## WHAT NEEDS TO BE DONE
Retype the listing exactly, so that the copy matches it line for line.

■ ■ ■

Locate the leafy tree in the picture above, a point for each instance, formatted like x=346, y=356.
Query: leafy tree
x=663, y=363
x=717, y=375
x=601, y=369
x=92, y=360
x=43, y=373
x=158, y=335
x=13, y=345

■ ■ ■

## OUTPUT FOR THIS TASK
Locate the leafy tree in the picture above, a point for each instance, formatted like x=346, y=356.
Query: leafy tree
x=663, y=363
x=717, y=375
x=601, y=369
x=92, y=360
x=43, y=373
x=158, y=335
x=13, y=345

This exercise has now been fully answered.